[Requirement] Give the data below again exactly as written, without its pictures.

[Supplied records]
• • • • • • •

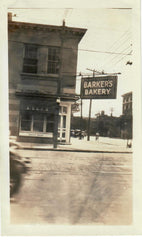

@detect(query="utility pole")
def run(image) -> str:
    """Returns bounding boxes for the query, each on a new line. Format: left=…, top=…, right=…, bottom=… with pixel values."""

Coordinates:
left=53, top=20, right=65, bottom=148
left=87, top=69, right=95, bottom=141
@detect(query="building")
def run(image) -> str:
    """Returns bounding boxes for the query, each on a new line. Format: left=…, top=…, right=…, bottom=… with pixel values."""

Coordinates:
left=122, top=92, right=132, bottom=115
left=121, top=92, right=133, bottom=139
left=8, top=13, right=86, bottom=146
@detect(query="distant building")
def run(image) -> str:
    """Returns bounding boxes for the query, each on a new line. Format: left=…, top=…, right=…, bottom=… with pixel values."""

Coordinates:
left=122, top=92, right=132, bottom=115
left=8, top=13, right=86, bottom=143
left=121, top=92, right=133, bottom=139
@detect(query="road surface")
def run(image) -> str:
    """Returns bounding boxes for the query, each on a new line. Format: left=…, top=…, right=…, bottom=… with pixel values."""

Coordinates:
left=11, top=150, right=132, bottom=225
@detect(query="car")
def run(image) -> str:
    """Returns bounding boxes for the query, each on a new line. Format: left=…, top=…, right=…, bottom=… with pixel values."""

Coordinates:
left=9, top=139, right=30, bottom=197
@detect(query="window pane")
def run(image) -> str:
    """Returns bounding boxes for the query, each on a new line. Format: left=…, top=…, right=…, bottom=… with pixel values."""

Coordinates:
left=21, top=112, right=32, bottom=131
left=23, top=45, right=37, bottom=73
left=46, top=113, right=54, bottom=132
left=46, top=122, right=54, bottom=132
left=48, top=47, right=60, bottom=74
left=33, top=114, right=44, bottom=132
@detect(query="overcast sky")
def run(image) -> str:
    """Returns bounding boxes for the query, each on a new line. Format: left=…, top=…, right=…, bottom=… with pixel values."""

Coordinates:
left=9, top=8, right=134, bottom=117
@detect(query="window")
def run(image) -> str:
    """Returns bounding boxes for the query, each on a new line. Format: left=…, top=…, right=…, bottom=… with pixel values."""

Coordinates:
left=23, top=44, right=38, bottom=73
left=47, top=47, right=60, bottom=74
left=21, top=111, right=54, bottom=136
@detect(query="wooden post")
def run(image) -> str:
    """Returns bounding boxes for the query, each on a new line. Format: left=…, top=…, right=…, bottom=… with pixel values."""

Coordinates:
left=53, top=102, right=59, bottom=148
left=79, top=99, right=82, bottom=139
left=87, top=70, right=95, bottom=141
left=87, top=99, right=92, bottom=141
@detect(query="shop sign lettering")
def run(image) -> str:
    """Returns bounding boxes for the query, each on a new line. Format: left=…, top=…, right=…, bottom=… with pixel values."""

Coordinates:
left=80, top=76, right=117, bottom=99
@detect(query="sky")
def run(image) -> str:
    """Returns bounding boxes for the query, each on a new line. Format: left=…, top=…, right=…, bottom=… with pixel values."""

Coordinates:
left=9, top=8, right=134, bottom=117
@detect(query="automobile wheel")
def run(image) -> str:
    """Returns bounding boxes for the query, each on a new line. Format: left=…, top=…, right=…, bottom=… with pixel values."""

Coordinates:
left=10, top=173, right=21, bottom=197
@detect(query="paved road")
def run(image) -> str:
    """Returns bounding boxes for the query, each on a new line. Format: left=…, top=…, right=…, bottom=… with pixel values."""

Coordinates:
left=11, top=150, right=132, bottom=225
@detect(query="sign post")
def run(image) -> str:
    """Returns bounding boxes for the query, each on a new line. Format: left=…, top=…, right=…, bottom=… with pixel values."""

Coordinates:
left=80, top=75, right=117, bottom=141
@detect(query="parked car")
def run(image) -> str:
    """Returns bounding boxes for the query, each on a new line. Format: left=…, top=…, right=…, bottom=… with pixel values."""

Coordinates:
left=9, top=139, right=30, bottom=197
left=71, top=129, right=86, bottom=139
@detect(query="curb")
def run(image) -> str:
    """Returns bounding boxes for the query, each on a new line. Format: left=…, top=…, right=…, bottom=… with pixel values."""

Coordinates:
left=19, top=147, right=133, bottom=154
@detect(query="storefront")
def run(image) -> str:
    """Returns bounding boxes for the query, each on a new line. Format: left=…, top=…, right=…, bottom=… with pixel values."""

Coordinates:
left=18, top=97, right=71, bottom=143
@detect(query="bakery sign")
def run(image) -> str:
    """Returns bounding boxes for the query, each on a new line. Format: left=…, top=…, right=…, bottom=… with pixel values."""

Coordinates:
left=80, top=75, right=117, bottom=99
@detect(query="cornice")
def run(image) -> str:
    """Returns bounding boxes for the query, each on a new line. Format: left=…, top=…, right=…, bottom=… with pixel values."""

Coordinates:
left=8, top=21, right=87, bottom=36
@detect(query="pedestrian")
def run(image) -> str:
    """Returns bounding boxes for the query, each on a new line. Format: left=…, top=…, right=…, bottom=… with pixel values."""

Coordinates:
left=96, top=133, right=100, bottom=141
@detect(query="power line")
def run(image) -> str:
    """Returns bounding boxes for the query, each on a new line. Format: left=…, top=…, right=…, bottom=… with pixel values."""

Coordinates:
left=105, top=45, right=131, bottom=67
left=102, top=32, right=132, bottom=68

• • • • • • •

[Solution to the exercise]
@detect(query="utility pole")
def run(image) -> str:
    """Returns bounding boxes for the query, each on a new line. Format: left=…, top=…, right=…, bottom=… with pixel values."""

Coordinates:
left=53, top=20, right=65, bottom=148
left=87, top=69, right=95, bottom=141
@detect(query="building")
def run(image) -> str:
    """Returns bounding boxes for the query, each on a new line. Format: left=…, top=…, right=…, bottom=… with pixel values."""

Coordinates:
left=122, top=92, right=132, bottom=115
left=121, top=92, right=133, bottom=139
left=8, top=13, right=86, bottom=146
@detect(query="distant building")
def run(image) -> str:
    """Returns bounding boxes for the query, each on a new line. Format: left=…, top=…, right=…, bottom=… with pixel values."""

Coordinates:
left=122, top=92, right=132, bottom=115
left=8, top=13, right=86, bottom=143
left=121, top=92, right=133, bottom=139
@detect(query="road surface")
def run(image) -> str:
    """Returns bounding boxes for the query, each on a new line. Format: left=…, top=…, right=…, bottom=… with pixel values."""

Coordinates:
left=11, top=150, right=132, bottom=225
@detect(query="car")
def run(image) -> str:
    """Returns bounding boxes for the query, each on a new line. Format: left=…, top=…, right=…, bottom=… with pixel values."""

Coordinates:
left=9, top=139, right=30, bottom=197
@detect(query="window pane")
def run(image) -> str:
    """Returns bounding boxes for the query, each on a new line. Format: left=…, top=…, right=…, bottom=… with pixel values."""

Coordinates:
left=21, top=112, right=32, bottom=131
left=23, top=45, right=37, bottom=73
left=46, top=113, right=54, bottom=132
left=46, top=122, right=54, bottom=132
left=48, top=47, right=60, bottom=74
left=33, top=114, right=44, bottom=132
@detect(query="overcast sky")
def run(image) -> str:
    """Returns bounding boxes for the query, each on a new line. Format: left=…, top=…, right=…, bottom=… with pixel values."""

Coordinates:
left=9, top=8, right=134, bottom=117
@detect(query="window")
def run(image) -> str:
    """Returns bounding boxes for the query, each on a new line. Format: left=…, top=…, right=…, bottom=… with pixel values."""

Coordinates:
left=23, top=44, right=38, bottom=73
left=47, top=47, right=60, bottom=74
left=21, top=111, right=54, bottom=136
@detect(query="wooden post")
def run(image) -> str:
    """Returns bounding boxes for the query, each on a new line. Format: left=…, top=…, right=…, bottom=… with pixel values."""

Coordinates:
left=53, top=102, right=59, bottom=148
left=79, top=99, right=82, bottom=139
left=87, top=70, right=95, bottom=141
left=87, top=99, right=92, bottom=141
@detect(query="shop sign lettering")
def run(image) -> str:
    """Returns bounding boxes for the query, each on a new line. Format: left=…, top=…, right=…, bottom=… with pixel values."""

Coordinates:
left=80, top=76, right=117, bottom=99
@detect(query="sky")
def run(image) -> str:
    """Returns bounding boxes for the query, each on a new line. Format: left=…, top=…, right=…, bottom=… with pixel values."""

Coordinates:
left=9, top=8, right=134, bottom=117
@detect(query="automobile wheel")
def run(image) -> str:
    """Returns bounding boxes for the query, each on a new line. Format: left=…, top=…, right=…, bottom=… with pixel values."""

Coordinates:
left=10, top=173, right=21, bottom=197
@detect(query="paved road")
def run(image) -> str:
    """Returns bounding boxes for the query, each on a new line. Format: left=…, top=…, right=…, bottom=… with pixel values."""

Coordinates:
left=11, top=150, right=132, bottom=225
@detect(query="sign post")
def run(image) -> str:
    """Returns bounding boxes for the query, each on a new line. Format: left=…, top=…, right=…, bottom=… with pixel values."""

Coordinates:
left=80, top=75, right=117, bottom=141
@detect(query="parked car")
def run(image) -> str:
    """Returns bounding boxes for the query, each on a new line. Format: left=…, top=…, right=…, bottom=… with pixel values."""

Coordinates:
left=9, top=139, right=30, bottom=197
left=71, top=129, right=86, bottom=139
@detect(query="curb")
def run(image) -> str:
    """Returns bounding boxes for the query, each on a new line. Format: left=…, top=…, right=…, bottom=… with pixel values."""

Coordinates:
left=19, top=147, right=133, bottom=154
@detect(query="storefront")
def run(image) -> str:
    """Returns bounding boxes for the query, each on a new line. Format: left=…, top=…, right=…, bottom=… with pixel values."""

Coordinates:
left=18, top=97, right=71, bottom=143
@detect(query="bakery sign")
def run(image) -> str:
    """Returns bounding boxes for the query, each on a new line. Format: left=…, top=…, right=…, bottom=… with pixel values."""

Coordinates:
left=80, top=75, right=117, bottom=99
@detect(query="cornice")
def run(image) -> str:
    """Returns bounding boxes for the query, each on a new line. Format: left=…, top=…, right=…, bottom=… with pixel values."""

Coordinates:
left=8, top=21, right=87, bottom=36
@detect(query="pedestrian")
def run(image) -> str:
    """Returns bounding boxes for the query, each on a new line. Format: left=…, top=…, right=…, bottom=… with pixel values."""

Coordinates:
left=96, top=133, right=100, bottom=141
@detect(query="power line")
def run(image) -> str:
    """Returns bounding boxes for the query, each on a new line. Format: left=…, top=…, right=…, bottom=… with pixel values."""

Coordinates:
left=105, top=45, right=131, bottom=67
left=102, top=32, right=132, bottom=68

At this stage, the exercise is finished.